-- Exercise --
Select and copy each line in the material below that contains the word "small", matching case exactly.
** START **
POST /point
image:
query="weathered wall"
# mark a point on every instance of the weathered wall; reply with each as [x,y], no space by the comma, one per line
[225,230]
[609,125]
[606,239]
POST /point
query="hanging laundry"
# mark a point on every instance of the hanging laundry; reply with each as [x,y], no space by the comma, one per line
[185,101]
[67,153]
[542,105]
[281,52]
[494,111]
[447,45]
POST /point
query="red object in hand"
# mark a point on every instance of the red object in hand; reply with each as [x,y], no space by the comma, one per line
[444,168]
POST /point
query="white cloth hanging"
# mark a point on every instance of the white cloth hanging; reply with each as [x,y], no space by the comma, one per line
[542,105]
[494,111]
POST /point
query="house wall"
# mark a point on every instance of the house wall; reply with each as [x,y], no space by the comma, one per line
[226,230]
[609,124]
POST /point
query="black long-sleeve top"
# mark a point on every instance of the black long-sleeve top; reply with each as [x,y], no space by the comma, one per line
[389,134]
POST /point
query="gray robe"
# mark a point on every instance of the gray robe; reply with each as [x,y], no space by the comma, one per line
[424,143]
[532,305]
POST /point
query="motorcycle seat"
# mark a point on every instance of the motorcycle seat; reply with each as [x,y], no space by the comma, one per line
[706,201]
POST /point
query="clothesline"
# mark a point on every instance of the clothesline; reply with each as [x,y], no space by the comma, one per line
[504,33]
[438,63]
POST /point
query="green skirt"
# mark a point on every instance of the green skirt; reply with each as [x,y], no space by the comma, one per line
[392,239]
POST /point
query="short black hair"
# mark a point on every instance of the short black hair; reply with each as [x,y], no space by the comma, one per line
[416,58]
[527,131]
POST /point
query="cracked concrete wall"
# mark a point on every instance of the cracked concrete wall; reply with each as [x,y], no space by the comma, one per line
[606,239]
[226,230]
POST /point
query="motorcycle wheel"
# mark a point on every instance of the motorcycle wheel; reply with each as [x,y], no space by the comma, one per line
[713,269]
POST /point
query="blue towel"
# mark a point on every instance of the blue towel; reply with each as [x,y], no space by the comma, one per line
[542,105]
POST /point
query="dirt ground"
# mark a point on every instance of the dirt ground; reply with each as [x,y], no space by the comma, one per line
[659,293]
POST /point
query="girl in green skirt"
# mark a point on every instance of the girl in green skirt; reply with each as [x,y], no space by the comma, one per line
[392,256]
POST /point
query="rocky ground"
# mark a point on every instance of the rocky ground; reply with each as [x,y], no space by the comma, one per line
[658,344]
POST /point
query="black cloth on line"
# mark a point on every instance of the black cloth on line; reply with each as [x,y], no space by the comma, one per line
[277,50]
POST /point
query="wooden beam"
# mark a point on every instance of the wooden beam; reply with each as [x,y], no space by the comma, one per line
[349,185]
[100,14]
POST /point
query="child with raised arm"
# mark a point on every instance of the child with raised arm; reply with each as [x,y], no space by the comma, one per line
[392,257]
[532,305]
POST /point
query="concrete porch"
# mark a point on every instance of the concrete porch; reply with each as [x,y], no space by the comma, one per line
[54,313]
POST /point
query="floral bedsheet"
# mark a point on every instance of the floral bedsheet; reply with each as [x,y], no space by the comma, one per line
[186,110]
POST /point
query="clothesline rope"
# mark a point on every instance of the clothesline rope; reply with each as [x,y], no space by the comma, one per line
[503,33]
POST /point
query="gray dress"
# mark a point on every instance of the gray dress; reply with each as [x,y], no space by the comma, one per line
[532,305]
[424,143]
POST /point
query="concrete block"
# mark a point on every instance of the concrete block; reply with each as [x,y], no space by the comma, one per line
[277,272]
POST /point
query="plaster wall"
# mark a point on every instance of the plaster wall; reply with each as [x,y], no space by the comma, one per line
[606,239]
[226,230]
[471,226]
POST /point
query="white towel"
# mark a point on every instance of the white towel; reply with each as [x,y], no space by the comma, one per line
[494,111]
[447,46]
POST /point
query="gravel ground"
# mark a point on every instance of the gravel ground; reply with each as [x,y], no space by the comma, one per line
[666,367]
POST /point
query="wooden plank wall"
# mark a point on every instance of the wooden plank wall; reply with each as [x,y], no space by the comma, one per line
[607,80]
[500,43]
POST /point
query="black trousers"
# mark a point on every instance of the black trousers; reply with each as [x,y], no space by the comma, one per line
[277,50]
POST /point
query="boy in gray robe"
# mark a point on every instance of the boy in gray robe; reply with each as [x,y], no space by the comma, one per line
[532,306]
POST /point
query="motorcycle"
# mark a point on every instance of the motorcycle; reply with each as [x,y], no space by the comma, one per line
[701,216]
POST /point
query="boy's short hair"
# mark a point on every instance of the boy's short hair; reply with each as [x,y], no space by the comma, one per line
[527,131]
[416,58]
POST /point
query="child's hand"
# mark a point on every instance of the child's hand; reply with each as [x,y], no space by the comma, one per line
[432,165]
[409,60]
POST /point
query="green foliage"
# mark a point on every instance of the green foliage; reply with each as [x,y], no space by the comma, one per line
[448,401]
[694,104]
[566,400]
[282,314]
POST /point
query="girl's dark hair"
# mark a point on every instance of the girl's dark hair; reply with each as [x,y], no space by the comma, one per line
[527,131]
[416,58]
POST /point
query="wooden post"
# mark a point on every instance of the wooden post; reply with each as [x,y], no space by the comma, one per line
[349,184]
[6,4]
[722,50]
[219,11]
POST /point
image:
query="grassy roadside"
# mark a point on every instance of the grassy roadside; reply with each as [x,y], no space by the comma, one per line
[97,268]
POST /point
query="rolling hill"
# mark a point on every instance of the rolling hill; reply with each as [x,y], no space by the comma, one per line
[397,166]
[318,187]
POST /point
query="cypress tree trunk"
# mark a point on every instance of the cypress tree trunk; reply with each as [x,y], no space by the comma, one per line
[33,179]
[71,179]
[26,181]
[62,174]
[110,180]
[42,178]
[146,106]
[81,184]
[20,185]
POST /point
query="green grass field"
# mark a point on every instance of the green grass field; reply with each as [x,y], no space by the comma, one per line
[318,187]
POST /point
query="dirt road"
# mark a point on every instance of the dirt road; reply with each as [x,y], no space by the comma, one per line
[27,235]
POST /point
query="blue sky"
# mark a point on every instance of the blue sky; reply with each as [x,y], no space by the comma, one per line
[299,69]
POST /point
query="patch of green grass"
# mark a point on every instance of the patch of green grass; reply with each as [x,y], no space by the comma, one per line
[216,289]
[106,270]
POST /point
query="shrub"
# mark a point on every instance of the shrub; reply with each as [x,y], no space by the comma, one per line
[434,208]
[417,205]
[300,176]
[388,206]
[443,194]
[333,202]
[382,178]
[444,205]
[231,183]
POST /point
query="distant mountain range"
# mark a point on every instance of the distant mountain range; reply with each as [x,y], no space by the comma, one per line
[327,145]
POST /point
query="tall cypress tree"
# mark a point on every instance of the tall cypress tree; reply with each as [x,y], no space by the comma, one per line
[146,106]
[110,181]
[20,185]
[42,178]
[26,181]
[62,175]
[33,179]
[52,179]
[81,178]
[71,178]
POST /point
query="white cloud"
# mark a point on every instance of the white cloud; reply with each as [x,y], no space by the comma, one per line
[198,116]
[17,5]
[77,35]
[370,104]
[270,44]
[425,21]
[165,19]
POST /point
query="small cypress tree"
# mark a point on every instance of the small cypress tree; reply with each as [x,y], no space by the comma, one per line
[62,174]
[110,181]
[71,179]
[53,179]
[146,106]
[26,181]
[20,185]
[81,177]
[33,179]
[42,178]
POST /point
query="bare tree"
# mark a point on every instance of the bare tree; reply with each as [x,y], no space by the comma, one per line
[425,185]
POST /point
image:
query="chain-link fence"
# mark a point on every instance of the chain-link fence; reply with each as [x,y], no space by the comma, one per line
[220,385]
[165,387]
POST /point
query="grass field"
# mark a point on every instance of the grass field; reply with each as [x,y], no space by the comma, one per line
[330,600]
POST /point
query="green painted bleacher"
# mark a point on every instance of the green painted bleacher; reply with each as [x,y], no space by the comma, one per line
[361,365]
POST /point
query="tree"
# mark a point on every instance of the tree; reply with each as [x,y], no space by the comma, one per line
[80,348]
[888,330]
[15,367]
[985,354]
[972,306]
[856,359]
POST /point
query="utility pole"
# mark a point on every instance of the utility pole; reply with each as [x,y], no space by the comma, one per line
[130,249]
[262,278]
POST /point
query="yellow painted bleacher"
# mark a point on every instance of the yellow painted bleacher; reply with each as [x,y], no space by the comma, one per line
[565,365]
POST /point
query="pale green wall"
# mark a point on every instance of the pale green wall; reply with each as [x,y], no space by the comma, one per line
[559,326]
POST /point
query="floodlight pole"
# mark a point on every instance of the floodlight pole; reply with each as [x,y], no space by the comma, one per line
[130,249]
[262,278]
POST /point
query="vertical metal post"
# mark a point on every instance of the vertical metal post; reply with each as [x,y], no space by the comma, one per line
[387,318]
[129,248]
** END **
-- Exercise output --
query="small cypress tree"
# mark a point on every instance of the small cypress tree; reply with each as [x,y], no space by the comma, one per line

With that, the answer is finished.